* [AIM]: Return the lines of the entries exactly as they are, starting at the line containing "row: <item>brick pavement</item>" and ending at the line containing "Each instance of the <item>brick", both included.

* begin INPUT MATERIAL *

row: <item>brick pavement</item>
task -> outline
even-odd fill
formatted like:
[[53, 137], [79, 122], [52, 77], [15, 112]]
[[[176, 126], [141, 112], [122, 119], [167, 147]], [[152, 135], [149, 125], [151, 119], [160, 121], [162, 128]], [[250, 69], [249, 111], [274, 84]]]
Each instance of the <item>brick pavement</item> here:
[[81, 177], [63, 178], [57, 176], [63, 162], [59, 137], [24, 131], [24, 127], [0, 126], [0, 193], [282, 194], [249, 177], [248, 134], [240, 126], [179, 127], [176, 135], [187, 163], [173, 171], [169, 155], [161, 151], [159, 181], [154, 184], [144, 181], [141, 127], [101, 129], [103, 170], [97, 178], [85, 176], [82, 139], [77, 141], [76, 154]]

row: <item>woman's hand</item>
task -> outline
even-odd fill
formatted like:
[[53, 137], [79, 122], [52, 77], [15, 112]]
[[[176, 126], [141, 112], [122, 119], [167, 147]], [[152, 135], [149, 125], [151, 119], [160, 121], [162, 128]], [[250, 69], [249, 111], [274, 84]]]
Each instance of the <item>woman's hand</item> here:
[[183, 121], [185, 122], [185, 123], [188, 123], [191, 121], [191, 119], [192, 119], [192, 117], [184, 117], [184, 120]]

* end INPUT MATERIAL *
* begin INPUT MATERIAL *

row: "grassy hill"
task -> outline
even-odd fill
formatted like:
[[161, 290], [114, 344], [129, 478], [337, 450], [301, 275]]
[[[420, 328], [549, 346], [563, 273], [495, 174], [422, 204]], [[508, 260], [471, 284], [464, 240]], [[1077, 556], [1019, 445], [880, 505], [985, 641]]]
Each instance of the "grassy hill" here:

* end INPUT MATERIAL *
* begin INPUT MATERIAL *

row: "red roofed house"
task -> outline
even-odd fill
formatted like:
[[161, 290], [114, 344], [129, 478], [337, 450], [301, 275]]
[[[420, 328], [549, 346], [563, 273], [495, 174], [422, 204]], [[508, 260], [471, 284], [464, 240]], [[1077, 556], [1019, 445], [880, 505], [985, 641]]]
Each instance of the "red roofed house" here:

* end INPUT MATERIAL *

* [SOLUTION TO THE EXERCISE]:
row: <item>brick pavement</item>
task -> outline
even-odd fill
formatted like:
[[53, 137], [79, 122], [52, 77], [15, 112]]
[[[176, 126], [141, 112], [122, 119], [167, 147]], [[152, 135], [149, 125], [151, 119], [160, 121], [162, 128]], [[250, 69], [249, 111], [274, 84]]]
Each instance of the <item>brick pavement</item> here:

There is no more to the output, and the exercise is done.